Xcel Energy L-PI-14-118 DEC 17 2014 10 CFR 50.90 ATTN: Document Control Desk U.S. Nuclear Regulatory Commission Washington, DC 20555-0001 Prairie Island Nuclear Generating Plant Units 1 and 2 Dockets 50-282 and 50-306 Renewed License Nos. DPR-42 and DPR-60 Supplement to License Amendment Request (LAR) to Revise Technical Specification (TS) 3.8.1, "AC Sources- Operating", Emergency Diesel Generator Voltage and Frequency Limits (TAC Nos. MF4259 and MF4260)

By letter dated June 9, 2014 (Agencywide Documents Access and Management System (ADAMS) Accession No. ML14160A593), Northern States Power Company, a Minnesota corporation, doing business as Xcel Energy (hereafter "NSPM"), submitted a License Amendment Request (LAR) for the Prairie Island Nuclear Generating Plant (PINGP), Units 1 and 2. The proposed license amendment would revise the steady-state voltage and frequency in certain Surveillance Requirements in Technical Specification 3.8.1. By email dated October 28, 2014 (ML14302A819), the NRC Staff requested additional information (RAI) on the June 9, 2014 (ML14160A593) LAR submittal. The enclosure to this letter provides supplemental information in response to the NRC Staff RAI. NSPM submits this supplement in accordance with the provisions of 10 CFR 50.90.

The supplemental information provided in this letter does not impact the conclusions of the Determination of No Significant Hazards Consideration and Environmental Assessment presented in the June 9, 2014 (ML14160A593) LAR submittal.

In accordance with 10 CFR 50.91, NSPM is notifying the State of Minnesota of this LAR supplement by transmitting a copy of this letter and enclosure to the designated State Official.

If there are any questions or if additional information is needed, please contact Mr. Dale Vincent, P.E., at 651-267-1736.

1717 Wakonade Drive East

  • Welch, Minnesota 55089-9642 Telephone: 651.388.1121

Document Control Desk Page 2 Summary of Commitments This letter contains no new commitments and no revisions to existing commitments

..:Z:2 I declare under penalty of perjury that the foregoing is true and correct.

— DATA PROVIDED —
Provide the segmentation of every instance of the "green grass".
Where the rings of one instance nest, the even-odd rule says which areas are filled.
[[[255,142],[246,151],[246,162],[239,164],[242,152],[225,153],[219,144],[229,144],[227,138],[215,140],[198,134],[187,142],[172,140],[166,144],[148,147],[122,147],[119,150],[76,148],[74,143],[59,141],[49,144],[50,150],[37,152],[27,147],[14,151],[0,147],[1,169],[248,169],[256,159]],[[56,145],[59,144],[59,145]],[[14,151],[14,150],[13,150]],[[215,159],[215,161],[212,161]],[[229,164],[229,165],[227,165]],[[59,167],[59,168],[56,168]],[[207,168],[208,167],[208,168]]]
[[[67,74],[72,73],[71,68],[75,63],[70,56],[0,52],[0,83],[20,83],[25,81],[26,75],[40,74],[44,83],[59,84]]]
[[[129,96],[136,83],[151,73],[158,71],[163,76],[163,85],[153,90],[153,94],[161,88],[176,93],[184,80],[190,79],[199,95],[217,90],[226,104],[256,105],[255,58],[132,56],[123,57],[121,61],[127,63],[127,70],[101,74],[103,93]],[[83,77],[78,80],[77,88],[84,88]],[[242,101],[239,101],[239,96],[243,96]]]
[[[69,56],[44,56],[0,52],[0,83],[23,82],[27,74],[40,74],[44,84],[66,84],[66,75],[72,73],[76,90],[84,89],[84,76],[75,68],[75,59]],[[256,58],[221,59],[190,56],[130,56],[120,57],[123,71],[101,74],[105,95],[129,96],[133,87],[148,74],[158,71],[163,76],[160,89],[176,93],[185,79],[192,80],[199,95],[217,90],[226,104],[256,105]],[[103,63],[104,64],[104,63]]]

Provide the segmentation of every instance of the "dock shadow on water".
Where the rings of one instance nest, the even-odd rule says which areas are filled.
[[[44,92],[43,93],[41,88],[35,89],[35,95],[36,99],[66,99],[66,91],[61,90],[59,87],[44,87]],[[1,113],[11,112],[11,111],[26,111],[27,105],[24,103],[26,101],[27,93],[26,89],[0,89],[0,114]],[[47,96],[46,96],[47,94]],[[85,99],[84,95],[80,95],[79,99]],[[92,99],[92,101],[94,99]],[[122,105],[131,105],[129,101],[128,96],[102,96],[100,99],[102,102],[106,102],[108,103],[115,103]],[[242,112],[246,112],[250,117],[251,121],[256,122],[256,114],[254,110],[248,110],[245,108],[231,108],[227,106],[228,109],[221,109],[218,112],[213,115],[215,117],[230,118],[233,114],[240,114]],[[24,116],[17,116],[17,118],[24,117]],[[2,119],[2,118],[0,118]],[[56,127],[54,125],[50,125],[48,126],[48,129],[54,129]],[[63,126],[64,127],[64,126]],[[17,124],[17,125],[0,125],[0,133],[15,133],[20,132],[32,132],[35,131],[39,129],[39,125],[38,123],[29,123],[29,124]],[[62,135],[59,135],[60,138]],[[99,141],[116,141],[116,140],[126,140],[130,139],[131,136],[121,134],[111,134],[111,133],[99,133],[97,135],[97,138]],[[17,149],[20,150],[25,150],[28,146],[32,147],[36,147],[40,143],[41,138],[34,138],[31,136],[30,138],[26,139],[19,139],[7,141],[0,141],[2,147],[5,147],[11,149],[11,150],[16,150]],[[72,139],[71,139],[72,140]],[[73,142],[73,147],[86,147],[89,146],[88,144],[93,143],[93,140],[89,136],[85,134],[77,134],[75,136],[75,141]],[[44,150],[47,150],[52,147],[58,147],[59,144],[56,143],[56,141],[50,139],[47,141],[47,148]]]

— PROBLEM REQUIREMENTS —
According to the Xcel Energy letter, on what date did the NRC Staff send its email requesting additional information?

— WRITTEN ANSWER —
October 28, 2014